:: Material shown

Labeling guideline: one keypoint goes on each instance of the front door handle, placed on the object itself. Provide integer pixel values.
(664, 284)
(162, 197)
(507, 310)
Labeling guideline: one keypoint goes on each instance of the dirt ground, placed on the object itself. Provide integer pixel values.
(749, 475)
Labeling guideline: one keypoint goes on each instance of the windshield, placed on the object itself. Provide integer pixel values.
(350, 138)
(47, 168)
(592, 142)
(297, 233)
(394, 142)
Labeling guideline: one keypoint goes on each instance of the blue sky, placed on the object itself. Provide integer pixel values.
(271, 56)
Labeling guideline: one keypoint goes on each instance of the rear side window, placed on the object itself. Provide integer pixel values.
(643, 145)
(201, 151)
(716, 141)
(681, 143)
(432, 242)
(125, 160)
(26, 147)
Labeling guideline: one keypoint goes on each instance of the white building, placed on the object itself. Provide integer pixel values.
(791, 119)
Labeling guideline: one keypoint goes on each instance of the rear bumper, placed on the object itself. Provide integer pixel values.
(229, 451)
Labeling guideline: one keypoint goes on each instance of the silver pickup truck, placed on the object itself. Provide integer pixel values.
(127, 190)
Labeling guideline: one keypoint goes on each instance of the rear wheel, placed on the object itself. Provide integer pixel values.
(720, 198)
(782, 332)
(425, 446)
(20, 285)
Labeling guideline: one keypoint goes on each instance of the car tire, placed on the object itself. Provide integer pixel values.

::::

▸ Problem
Retype the listing exactly, in full.

▸ Answer below
Labeling guideline: one keypoint goes on each instance of the front door handle, placed on the object itself. Provide integer pixel values.
(664, 284)
(162, 197)
(507, 310)
Labeling guideline: one keypoint goes on each instance of the dirt ground, placed on the object itself. Provide integer pixel values.
(749, 475)
Labeling guideline: one keypoint goes on each instance of the windshield, placed on the object itself. Provide integer pixel values.
(350, 138)
(47, 168)
(592, 142)
(297, 233)
(394, 142)
Labeling guideline: one keypoint goes on each instance of the blue sky, placed on the object itself. Provide integer pixel values.
(271, 56)
Labeling guideline: one keypoint goes on each instance of the rear side window, placed on the object itself. Provide integer pixel values.
(643, 145)
(201, 151)
(716, 141)
(681, 143)
(432, 242)
(125, 160)
(26, 147)
Labeling guideline: one keypoint goes on each instance of the white building, placed on the object itself. Provide integer pixel values.
(791, 119)
Labeling guideline: one keypoint goes on each instance of the rear bumper, placed on the object itself. Provide integer pixel values.
(229, 451)
Labeling guideline: one keypoint goes on each instance of the silver pickup truck, placed on the object itself. Provide integer pixel values.
(127, 190)
Labeling guideline: one keypoint goes on each instance of the rear wheel, placed on the object itself. Provide integer pixel values.
(720, 198)
(782, 332)
(425, 446)
(20, 285)
Labeling guideline: one keypoint goes on each instance of the car tire, placed on the object itself. Provide integer pixel values.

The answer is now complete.